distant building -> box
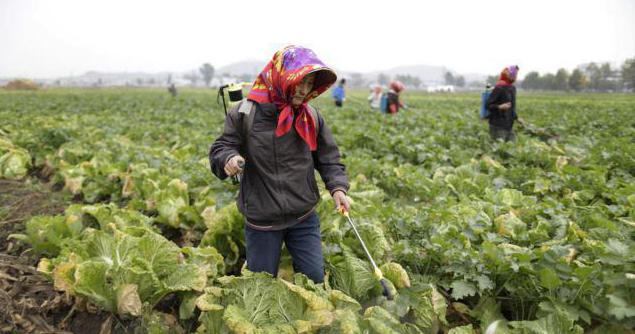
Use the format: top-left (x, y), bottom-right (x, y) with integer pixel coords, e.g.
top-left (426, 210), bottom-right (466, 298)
top-left (426, 85), bottom-right (455, 93)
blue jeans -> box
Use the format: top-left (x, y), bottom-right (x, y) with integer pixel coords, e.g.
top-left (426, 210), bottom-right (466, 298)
top-left (245, 213), bottom-right (324, 283)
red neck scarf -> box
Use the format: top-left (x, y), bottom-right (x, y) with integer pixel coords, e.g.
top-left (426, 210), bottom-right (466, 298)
top-left (247, 46), bottom-right (337, 151)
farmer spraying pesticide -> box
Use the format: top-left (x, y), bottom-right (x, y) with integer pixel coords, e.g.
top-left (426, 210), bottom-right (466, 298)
top-left (386, 80), bottom-right (406, 115)
top-left (209, 46), bottom-right (350, 282)
top-left (487, 65), bottom-right (519, 141)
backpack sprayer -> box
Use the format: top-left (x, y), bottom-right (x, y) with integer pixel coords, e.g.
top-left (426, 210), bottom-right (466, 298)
top-left (216, 82), bottom-right (251, 116)
top-left (216, 82), bottom-right (251, 184)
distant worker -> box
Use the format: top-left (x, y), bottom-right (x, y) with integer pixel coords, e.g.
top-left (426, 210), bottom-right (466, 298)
top-left (368, 85), bottom-right (382, 109)
top-left (168, 84), bottom-right (177, 97)
top-left (479, 83), bottom-right (492, 120)
top-left (487, 65), bottom-right (519, 141)
top-left (387, 80), bottom-right (406, 115)
top-left (333, 79), bottom-right (346, 107)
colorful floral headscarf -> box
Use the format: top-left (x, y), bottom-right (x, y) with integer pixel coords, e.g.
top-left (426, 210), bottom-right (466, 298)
top-left (247, 45), bottom-right (337, 151)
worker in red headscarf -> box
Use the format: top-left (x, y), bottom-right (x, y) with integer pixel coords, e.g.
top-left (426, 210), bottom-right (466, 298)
top-left (209, 46), bottom-right (350, 283)
top-left (388, 80), bottom-right (405, 115)
top-left (486, 65), bottom-right (519, 141)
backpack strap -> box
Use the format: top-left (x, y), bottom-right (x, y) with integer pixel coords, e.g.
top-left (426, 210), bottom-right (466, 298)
top-left (307, 103), bottom-right (320, 136)
top-left (238, 99), bottom-right (320, 138)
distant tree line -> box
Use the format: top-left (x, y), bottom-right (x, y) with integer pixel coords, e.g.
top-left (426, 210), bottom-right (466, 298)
top-left (520, 58), bottom-right (635, 92)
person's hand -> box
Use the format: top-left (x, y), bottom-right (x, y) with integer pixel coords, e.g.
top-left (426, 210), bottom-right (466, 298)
top-left (498, 102), bottom-right (512, 111)
top-left (333, 190), bottom-right (351, 212)
top-left (225, 155), bottom-right (245, 176)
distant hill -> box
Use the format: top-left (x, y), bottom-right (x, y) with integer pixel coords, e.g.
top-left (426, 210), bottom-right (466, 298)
top-left (17, 60), bottom-right (487, 86)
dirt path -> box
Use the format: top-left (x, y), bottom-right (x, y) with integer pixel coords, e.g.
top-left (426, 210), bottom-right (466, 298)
top-left (0, 180), bottom-right (72, 333)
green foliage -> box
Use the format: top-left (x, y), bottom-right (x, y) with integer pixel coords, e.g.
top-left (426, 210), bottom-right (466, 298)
top-left (0, 89), bottom-right (635, 333)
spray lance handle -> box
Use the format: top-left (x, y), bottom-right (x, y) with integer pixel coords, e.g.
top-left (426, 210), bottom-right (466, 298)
top-left (338, 206), bottom-right (394, 300)
top-left (232, 160), bottom-right (245, 184)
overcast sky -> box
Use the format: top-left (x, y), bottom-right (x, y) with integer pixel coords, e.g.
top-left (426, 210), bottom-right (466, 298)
top-left (0, 0), bottom-right (635, 78)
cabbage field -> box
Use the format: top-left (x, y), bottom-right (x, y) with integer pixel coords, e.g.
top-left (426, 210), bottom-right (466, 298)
top-left (0, 89), bottom-right (635, 334)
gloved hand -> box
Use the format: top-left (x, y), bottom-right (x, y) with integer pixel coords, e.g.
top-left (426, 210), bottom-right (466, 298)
top-left (225, 155), bottom-right (245, 176)
top-left (332, 190), bottom-right (351, 212)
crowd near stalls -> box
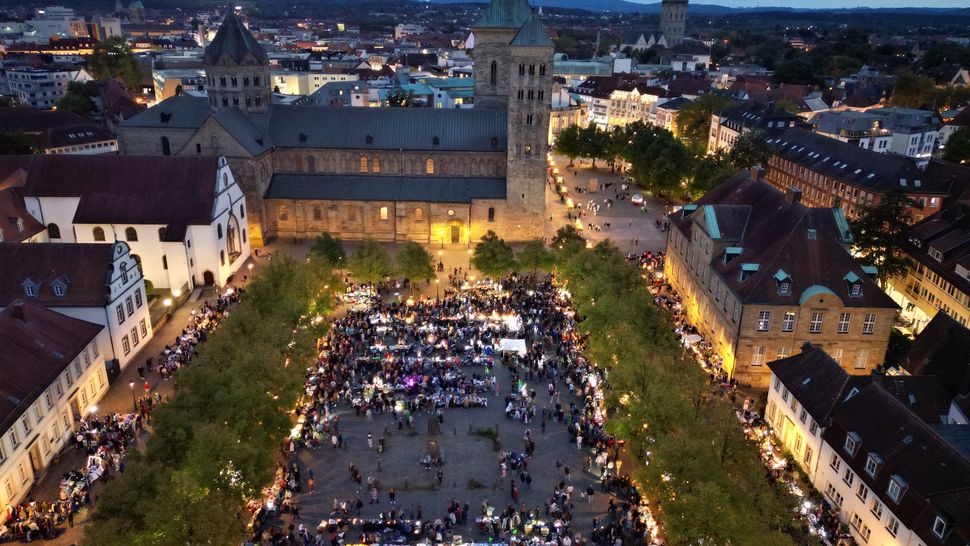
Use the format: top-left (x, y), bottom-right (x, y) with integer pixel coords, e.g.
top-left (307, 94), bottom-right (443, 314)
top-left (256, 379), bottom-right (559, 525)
top-left (250, 276), bottom-right (662, 546)
top-left (0, 287), bottom-right (243, 542)
top-left (634, 253), bottom-right (836, 544)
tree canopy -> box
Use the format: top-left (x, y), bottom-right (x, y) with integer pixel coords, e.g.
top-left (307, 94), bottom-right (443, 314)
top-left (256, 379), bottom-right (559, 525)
top-left (395, 241), bottom-right (435, 281)
top-left (88, 36), bottom-right (141, 91)
top-left (849, 191), bottom-right (916, 284)
top-left (472, 230), bottom-right (518, 277)
top-left (347, 239), bottom-right (393, 284)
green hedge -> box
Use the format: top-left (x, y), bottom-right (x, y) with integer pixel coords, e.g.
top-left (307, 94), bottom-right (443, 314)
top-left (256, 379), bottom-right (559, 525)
top-left (559, 243), bottom-right (807, 546)
top-left (84, 256), bottom-right (337, 546)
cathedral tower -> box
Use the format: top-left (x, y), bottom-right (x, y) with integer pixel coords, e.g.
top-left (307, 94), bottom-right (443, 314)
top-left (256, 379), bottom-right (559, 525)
top-left (472, 0), bottom-right (555, 240)
top-left (203, 11), bottom-right (272, 114)
top-left (660, 0), bottom-right (687, 47)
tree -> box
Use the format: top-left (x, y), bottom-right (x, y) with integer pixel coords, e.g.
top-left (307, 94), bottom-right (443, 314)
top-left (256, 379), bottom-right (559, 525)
top-left (728, 131), bottom-right (771, 170)
top-left (517, 239), bottom-right (555, 272)
top-left (56, 82), bottom-right (95, 117)
top-left (395, 241), bottom-right (435, 283)
top-left (472, 230), bottom-right (517, 277)
top-left (347, 239), bottom-right (392, 284)
top-left (773, 58), bottom-right (818, 85)
top-left (88, 36), bottom-right (141, 90)
top-left (890, 74), bottom-right (936, 108)
top-left (677, 93), bottom-right (736, 155)
top-left (387, 89), bottom-right (414, 108)
top-left (309, 232), bottom-right (347, 267)
top-left (687, 150), bottom-right (737, 200)
top-left (552, 224), bottom-right (586, 261)
top-left (849, 190), bottom-right (916, 285)
top-left (556, 123), bottom-right (583, 167)
top-left (0, 133), bottom-right (36, 155)
top-left (943, 127), bottom-right (970, 164)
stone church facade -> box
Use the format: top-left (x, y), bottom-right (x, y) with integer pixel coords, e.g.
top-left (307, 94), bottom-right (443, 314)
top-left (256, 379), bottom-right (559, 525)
top-left (119, 0), bottom-right (554, 245)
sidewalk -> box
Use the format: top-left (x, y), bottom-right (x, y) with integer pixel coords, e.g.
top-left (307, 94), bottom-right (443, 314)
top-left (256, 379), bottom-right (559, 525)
top-left (30, 258), bottom-right (265, 546)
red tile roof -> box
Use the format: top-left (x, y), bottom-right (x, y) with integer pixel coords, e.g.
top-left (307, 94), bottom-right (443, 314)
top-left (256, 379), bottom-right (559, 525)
top-left (0, 154), bottom-right (219, 233)
top-left (0, 243), bottom-right (119, 306)
top-left (0, 298), bottom-right (104, 434)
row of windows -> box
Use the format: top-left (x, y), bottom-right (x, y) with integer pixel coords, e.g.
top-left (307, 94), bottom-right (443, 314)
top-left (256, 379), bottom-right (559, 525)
top-left (756, 309), bottom-right (876, 335)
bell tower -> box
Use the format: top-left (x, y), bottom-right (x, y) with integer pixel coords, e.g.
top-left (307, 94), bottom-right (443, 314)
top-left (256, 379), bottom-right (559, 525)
top-left (203, 11), bottom-right (272, 114)
top-left (660, 0), bottom-right (687, 47)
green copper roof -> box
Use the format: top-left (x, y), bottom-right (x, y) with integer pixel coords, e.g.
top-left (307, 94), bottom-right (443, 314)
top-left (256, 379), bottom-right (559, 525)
top-left (512, 13), bottom-right (556, 47)
top-left (204, 11), bottom-right (269, 64)
top-left (472, 0), bottom-right (532, 29)
top-left (798, 284), bottom-right (835, 305)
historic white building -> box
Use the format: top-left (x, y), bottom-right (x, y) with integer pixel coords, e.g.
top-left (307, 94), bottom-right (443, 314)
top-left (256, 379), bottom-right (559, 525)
top-left (0, 156), bottom-right (250, 292)
top-left (0, 300), bottom-right (109, 519)
top-left (0, 241), bottom-right (153, 369)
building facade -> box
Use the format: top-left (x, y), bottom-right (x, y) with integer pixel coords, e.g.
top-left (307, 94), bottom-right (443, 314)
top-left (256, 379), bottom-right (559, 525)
top-left (119, 0), bottom-right (554, 246)
top-left (765, 127), bottom-right (952, 220)
top-left (0, 300), bottom-right (108, 515)
top-left (0, 242), bottom-right (154, 369)
top-left (664, 173), bottom-right (897, 388)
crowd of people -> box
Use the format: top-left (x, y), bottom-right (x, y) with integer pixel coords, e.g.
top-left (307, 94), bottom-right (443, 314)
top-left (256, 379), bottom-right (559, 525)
top-left (0, 287), bottom-right (244, 542)
top-left (250, 276), bottom-right (660, 546)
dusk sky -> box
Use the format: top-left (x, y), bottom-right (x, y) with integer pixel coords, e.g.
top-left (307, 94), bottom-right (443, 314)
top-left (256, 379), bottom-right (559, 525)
top-left (668, 0), bottom-right (970, 8)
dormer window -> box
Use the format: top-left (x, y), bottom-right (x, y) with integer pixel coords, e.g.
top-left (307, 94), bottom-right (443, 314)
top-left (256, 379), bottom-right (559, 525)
top-left (775, 269), bottom-right (791, 296)
top-left (866, 453), bottom-right (882, 478)
top-left (844, 432), bottom-right (862, 455)
top-left (886, 474), bottom-right (906, 503)
top-left (842, 271), bottom-right (862, 297)
top-left (933, 516), bottom-right (950, 539)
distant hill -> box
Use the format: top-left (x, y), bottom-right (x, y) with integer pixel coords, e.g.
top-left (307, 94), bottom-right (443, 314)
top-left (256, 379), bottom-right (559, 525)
top-left (416, 0), bottom-right (970, 15)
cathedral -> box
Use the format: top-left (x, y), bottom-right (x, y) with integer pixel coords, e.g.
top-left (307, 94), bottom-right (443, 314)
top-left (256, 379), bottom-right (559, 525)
top-left (119, 0), bottom-right (554, 245)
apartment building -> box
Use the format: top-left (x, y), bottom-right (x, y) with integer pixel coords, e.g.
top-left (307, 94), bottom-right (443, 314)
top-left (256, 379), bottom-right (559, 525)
top-left (664, 172), bottom-right (898, 388)
top-left (0, 300), bottom-right (109, 514)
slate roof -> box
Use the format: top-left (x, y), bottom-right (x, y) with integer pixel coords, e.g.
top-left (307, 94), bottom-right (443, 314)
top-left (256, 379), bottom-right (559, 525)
top-left (0, 188), bottom-right (46, 243)
top-left (822, 383), bottom-right (970, 546)
top-left (0, 154), bottom-right (219, 236)
top-left (669, 172), bottom-right (897, 307)
top-left (512, 13), bottom-right (556, 47)
top-left (266, 174), bottom-right (505, 203)
top-left (203, 10), bottom-right (269, 64)
top-left (899, 311), bottom-right (970, 395)
top-left (121, 95), bottom-right (211, 129)
top-left (768, 344), bottom-right (871, 420)
top-left (0, 243), bottom-right (118, 306)
top-left (472, 0), bottom-right (532, 30)
top-left (0, 300), bottom-right (104, 440)
top-left (766, 127), bottom-right (949, 195)
top-left (269, 105), bottom-right (508, 153)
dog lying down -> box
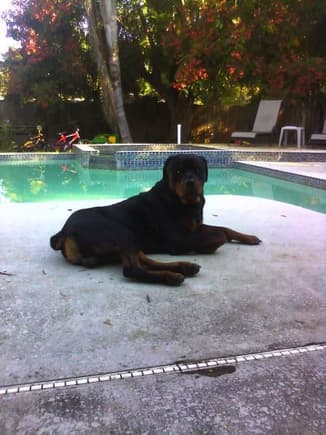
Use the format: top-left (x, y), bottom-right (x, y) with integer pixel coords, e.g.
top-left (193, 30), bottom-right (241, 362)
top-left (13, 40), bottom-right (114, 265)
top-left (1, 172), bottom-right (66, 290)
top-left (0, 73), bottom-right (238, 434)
top-left (50, 154), bottom-right (260, 286)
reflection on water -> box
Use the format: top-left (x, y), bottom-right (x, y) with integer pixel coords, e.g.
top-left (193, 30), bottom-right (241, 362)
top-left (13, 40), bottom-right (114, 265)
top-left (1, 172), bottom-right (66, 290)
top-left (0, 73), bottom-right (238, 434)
top-left (0, 160), bottom-right (326, 213)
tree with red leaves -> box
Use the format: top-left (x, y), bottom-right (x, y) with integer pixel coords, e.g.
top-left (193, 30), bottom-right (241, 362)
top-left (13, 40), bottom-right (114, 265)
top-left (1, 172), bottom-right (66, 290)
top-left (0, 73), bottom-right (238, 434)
top-left (5, 0), bottom-right (96, 108)
top-left (163, 0), bottom-right (326, 127)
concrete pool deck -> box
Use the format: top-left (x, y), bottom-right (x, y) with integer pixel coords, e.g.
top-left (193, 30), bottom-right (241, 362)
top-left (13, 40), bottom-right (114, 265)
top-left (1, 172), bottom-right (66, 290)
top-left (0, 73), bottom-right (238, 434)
top-left (241, 161), bottom-right (326, 180)
top-left (0, 196), bottom-right (326, 434)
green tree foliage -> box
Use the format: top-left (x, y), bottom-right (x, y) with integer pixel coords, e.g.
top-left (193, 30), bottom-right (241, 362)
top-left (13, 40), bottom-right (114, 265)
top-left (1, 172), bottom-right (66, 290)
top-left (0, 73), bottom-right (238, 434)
top-left (5, 0), bottom-right (96, 108)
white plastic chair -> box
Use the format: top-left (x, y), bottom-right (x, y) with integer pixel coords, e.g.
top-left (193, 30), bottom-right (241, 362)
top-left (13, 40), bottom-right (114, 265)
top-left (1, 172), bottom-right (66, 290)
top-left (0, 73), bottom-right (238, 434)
top-left (310, 117), bottom-right (326, 144)
top-left (231, 100), bottom-right (282, 142)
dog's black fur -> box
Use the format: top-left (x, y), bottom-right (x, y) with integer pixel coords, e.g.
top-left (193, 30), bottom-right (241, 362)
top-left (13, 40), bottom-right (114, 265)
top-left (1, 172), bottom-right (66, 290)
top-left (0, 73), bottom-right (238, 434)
top-left (50, 154), bottom-right (260, 285)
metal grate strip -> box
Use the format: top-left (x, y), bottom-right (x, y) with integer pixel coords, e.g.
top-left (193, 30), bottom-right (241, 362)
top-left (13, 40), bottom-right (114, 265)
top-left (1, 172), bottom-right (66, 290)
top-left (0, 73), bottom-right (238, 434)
top-left (0, 343), bottom-right (326, 396)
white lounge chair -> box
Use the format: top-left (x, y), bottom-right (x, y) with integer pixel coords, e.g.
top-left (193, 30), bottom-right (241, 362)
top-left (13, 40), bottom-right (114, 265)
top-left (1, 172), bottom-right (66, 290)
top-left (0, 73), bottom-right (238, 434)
top-left (231, 100), bottom-right (282, 142)
top-left (310, 117), bottom-right (326, 145)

============================================================

Collect every line in the records that contains the string "worker", and list those lines.

▶ **Finished exercise**:
distant worker -> box
worker in red headscarf -> box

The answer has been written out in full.